Exercise instructions:
Can you transcribe the part of the forum thread below on spin and position that begins at the words "I have found" and stops after "consider product spaces."?

Extract provided:
==============================

I How to study a particle with several features?

[Tio Barnabe]

Usually textbooks on QM deals with systems with a single feature. For example, we could analyse electron spin. In such case the state vector is a (function?) only of the corresponding "spin variable" for spin, etc...
But suppose I'm interested in say, study about electron spin and also its position. In such a case, the state vector would need to contain information of both spin and position, correct?
How can we proceed in this case? Should we consider spin part as being in a space while position part in another? And make the (appropriate, according to the rules) product between these spaces? If the answer is, yes, I have the following question: What would be the dimension of the resulting product space?

For instance, the electron spin space would be 2 dimensional, while the position space would be 3 dimensional. Would the dimension of the resulting product space be 5?

Also, based on my questions above, if someone could indicate me some good lectures on web about the related math of the Hilbert space, such that I could finely understand how to mathematically describe what I asked, I will appreciate.

I have found excellent books about Hilbert Space in the uni library, but unfortunately none of them deals with the situation above, i.e. the rules, algebra, etc, when we have to consider product spaces.

 

[zonde]

In QM electron can be in superposition of positions and this superposition is not some other new position but rather part of probability amplitude here and part of probability amplitude there. So position space is infinite dimensional i.e. for each position it's own dimension. For spin it's only three dimensions as superposition of spin states is new spin state in certain direction.

 

[Tio Barnabe]

Oh, yes. I realized that! The components of a state vector can even be written as the probability amplitude for the state to be in each of the positions, if I remember well... As there are infinite possible positions, the space is infinite dimensional.

I'd like to receive a answer for my other questions, though.

 

[DrClaude]

Yes, you can build up the full Hilbert space by considering a direct sum the tensor product of a Hilbert space for position/momentum, a Hilbert space for spin, etc. You do the same when considering more than one particle.

I don't know of any online resource, but if your library has a copy of Greiner's Quantum Mechanics - An Introduction, it has a good chapter on the subject.

==============================

Stored data entries:

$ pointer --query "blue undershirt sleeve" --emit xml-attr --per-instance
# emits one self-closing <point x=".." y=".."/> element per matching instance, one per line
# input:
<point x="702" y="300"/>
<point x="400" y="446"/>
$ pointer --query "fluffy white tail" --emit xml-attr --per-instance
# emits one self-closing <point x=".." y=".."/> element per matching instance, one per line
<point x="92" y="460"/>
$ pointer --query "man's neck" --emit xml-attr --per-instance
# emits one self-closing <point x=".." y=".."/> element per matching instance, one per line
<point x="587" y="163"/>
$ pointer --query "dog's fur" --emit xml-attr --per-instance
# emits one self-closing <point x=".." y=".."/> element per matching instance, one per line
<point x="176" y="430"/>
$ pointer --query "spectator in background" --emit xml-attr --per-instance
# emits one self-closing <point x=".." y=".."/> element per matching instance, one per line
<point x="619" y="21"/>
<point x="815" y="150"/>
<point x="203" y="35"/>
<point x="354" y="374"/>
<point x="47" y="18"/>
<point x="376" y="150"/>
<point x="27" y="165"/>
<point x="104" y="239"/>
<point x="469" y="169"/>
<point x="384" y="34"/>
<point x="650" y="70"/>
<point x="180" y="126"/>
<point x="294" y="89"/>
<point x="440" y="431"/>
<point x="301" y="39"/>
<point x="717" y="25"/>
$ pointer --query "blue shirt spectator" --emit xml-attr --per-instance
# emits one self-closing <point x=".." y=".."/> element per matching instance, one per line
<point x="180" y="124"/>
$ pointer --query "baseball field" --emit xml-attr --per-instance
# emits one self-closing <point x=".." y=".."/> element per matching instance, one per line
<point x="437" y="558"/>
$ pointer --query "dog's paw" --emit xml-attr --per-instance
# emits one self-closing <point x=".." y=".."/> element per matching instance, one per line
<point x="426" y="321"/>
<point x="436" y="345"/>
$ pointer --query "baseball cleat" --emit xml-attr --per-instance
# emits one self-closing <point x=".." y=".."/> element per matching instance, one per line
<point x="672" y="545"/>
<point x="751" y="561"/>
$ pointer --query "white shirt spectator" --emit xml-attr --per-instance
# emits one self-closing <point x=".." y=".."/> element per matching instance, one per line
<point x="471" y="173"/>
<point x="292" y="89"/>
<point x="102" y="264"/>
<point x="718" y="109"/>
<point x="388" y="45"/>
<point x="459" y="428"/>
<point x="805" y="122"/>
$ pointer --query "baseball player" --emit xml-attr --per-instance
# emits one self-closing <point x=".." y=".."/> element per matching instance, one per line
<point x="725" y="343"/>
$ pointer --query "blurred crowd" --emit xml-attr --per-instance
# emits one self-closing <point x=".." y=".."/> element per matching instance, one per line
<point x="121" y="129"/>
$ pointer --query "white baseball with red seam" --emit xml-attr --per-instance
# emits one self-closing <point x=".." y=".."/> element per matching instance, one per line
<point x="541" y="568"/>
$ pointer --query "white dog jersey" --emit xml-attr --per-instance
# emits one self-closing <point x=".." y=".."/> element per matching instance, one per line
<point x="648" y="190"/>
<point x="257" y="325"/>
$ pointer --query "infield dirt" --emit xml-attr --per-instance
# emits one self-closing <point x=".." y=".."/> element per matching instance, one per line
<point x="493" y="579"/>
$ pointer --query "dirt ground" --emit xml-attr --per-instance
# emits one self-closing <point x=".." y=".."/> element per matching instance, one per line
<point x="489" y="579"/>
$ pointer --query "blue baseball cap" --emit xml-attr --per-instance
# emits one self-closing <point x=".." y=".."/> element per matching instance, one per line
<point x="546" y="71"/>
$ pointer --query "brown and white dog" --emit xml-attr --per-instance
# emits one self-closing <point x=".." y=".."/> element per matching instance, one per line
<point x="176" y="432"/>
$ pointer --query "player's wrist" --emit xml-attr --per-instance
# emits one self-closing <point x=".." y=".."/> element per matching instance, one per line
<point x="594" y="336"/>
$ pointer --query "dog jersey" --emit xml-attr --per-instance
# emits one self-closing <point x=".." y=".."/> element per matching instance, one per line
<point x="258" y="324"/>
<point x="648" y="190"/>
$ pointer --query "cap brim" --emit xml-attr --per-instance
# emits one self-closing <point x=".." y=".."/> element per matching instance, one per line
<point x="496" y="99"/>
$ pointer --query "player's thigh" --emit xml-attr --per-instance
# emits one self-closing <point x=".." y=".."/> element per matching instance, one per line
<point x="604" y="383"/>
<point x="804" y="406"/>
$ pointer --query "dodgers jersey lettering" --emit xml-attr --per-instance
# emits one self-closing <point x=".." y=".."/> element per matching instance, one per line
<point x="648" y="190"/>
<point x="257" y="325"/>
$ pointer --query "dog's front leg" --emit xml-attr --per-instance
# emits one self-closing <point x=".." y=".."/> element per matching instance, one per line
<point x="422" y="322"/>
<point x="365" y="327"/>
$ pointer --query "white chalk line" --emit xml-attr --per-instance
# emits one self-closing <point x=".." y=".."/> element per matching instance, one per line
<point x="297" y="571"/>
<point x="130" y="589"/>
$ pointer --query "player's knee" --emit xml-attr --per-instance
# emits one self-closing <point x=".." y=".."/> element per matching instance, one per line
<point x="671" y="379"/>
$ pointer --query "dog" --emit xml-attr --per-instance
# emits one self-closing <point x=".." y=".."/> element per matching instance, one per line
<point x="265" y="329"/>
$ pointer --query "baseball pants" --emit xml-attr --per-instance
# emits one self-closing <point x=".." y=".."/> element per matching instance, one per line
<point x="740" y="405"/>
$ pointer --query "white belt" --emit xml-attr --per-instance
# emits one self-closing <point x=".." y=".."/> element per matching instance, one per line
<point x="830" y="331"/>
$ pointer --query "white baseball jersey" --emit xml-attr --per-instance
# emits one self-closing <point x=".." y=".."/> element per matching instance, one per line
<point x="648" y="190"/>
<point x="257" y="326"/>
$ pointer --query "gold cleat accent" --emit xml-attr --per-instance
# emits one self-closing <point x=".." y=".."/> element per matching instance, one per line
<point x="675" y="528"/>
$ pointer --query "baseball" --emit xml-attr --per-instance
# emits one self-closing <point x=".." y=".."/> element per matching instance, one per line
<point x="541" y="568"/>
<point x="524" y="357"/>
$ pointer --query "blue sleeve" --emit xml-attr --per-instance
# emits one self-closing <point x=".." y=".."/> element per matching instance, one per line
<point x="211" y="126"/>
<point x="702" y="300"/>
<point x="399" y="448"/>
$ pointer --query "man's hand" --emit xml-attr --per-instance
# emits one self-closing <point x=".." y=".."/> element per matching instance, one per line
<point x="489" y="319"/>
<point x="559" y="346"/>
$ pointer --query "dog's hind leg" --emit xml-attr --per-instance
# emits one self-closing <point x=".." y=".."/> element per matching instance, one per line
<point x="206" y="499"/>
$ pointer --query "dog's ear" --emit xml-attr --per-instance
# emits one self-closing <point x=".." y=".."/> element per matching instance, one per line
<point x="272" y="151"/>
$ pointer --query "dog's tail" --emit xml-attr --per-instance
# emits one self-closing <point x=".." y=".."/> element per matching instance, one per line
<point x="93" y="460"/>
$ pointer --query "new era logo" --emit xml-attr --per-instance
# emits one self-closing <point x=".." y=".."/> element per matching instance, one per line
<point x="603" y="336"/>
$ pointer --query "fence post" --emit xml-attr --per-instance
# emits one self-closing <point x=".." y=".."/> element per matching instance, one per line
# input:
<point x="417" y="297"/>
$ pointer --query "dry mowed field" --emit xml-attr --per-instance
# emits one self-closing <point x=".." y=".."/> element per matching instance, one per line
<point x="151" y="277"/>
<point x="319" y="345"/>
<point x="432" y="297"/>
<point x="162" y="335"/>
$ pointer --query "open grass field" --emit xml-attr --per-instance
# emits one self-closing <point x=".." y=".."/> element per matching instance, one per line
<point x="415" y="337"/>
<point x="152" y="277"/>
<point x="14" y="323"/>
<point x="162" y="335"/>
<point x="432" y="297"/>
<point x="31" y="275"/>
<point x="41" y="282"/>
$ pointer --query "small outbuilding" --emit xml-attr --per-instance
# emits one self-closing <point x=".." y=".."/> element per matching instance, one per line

==============================

Written answer:
I have found excellent books about Hilbert Space in the uni library, but unfortunately none of them deals with the situation above, i.e. the rules, algebra, etc, when we have to consider product spaces.